**What you will do**
(A) List every place name that appears in the article on National Trust photography fees.
(B) Summarize the article on National Trust photography fees in two sentences.
(C) Reproduce the article on National Trust photography fees from "Imagine this; you’ve" to "once publicly owned.".

**Document extract**

========

Imagine this; you’ve just had your dream wedding, you hired a photographer who took your photos in a stunning location, you’ve already paid thousands of pounds to them – and then you find out they’ve been landed with extra fees, for shooting on National Trust land. It’s enough to wind anyone up the wrong way, especially when the National Trust is a multi-million-pound business and much of its land was once publicly owned.
Beth Faulder is a 27-year-old wedding photographer from Cockermouth, England, with 11 years of experience in the industry, but last week she found out that you have to pay to shoot on National Trust land. By that I don’t mean, you have to pay to access National Trust houses or gardens, but if you wanted to shoot at Kynance Cove in Cornwall or Ennerdale Water in the Lake District, you would have to pre-book and pay a licensing fee.
• These are the best cameras for wedding photography – from more affordable entry-level APS-C cameras to top-spec full-frame systems
Ever since the COVID-19 pandemic, I think it’s fair to say photographers have been struggling. People are cutting costs left, right and center. Perhaps where they once upon a time would have invested in a professional wedding photographer, they are getting friends or family to shoot instead, which means fewer jobs and less income. Meanwhile, the National Trust’s income increased by roughly 25% between 2021 and 2022, to a staggering £643 million ($843 million / AU$1.2 billion).
I can understand charging a fee to shoot inside a National Trust property, or one of the gardens which is maintained by National Trust staff. But it seems absolutely ridiculous that you would have to pay to shoot in an area you can walk to for free, that has no facilities (other than perhaps a car park) and requires no staff to be on hand.
According to the National Trust, these fees have been in place for over 20 years and any money raised is used to support conservation work and ensure a location's natural beauty for years to come. Individuals are able to take photos for private use, free of charge, but it states anyone making money from their images will be subject to a licensing fee.
Beth found out about the fees via the couple, who had been contacted by a member of staff at the National Trust. Fees include a £50 photography fee plus photographers must pay an additional fee if they then wish to use the images for marketing purposes. With so many couples already struggling with price increases, the last thing Beth wants is to have to charge more – but with added fees, it's inevitable.
Many National Trust properties were gifted to it by family members who would’ve struggled to pay the steep inheritance tax. It is the largest private landowner in the United Kingdom, with more than 250,000 hectares of countryside including 780 miles of coastline. While there are still plenty of other areas to explore and shoot, it seems an unreasonable and unnecessary fee to enforce.
Times are tough for everyone, but the National Trust doesn't seem to be struggling – at least not in the same way that freelance independent photographers are – so why make it harder? Scrap the fees and let people shoot freely.

========

**Given information**
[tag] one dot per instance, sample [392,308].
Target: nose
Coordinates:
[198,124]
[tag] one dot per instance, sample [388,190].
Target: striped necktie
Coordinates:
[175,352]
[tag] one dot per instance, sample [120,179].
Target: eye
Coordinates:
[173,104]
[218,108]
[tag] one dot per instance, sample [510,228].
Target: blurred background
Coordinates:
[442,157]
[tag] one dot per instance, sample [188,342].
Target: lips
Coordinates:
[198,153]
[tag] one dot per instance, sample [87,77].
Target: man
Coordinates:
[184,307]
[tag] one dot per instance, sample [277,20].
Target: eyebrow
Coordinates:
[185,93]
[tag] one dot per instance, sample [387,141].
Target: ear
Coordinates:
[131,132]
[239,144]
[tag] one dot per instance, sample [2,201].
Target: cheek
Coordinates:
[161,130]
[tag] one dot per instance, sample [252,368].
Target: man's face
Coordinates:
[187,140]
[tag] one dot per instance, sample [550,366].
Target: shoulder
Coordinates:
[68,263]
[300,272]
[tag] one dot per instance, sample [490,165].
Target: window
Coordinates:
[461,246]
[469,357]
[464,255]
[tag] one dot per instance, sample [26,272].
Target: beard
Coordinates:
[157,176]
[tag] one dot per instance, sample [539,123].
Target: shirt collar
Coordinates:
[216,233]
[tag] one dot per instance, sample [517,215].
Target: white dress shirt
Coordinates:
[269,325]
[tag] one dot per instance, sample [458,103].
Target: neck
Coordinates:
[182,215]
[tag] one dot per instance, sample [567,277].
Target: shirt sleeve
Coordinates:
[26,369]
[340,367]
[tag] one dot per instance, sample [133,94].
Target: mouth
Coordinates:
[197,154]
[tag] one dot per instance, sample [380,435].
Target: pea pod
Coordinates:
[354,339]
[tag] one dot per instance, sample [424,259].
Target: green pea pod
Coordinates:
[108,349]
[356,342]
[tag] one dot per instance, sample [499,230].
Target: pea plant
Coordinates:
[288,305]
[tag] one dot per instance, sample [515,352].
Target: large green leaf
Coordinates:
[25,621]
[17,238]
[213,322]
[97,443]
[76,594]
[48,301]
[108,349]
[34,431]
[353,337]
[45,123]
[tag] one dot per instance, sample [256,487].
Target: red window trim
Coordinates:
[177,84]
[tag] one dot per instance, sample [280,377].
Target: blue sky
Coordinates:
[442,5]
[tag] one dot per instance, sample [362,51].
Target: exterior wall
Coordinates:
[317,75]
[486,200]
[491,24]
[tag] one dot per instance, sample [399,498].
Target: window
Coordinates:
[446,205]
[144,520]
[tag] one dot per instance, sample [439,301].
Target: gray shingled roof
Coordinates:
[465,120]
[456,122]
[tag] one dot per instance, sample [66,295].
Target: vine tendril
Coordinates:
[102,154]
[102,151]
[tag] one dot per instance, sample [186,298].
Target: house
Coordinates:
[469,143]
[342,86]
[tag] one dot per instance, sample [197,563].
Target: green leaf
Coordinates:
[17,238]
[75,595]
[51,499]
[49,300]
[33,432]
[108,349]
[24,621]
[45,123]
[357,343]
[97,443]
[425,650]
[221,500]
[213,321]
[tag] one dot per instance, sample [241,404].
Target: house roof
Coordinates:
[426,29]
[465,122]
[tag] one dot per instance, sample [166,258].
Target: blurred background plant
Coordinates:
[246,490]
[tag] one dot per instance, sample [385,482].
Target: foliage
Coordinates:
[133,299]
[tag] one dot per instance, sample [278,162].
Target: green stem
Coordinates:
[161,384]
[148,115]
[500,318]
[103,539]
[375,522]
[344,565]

========

**Outputs by task**
(A) Cockermouth, England, Kynance Cove, Cornwall, Ennerdale Water, the Lake District, the United Kingdom

(B) Wedding photographer Beth Faulder learned that professionals must pre-book and pay a licensing fee to shoot on National Trust land, including open areas like Kynance Cove and Ennerdale Water. The article grants that the Trust says the long-standing fees fund conservation, but argues that they are unreasonable for free-access land at a time when photographers are struggling and the Trust's income has risen, and it calls for the fees to be scrapped.

(C)
Imagine this; you’ve just had your dream wedding, you hired a photographer who took your photos in a stunning location, you’ve already paid thousands of pounds to them – and then you find out they’ve been landed with extra fees, for shooting on National Trust land. It’s enough to wind anyone up the wrong way, especially when the National Trust is a multi-million-pound business and much of its land was once publicly owned.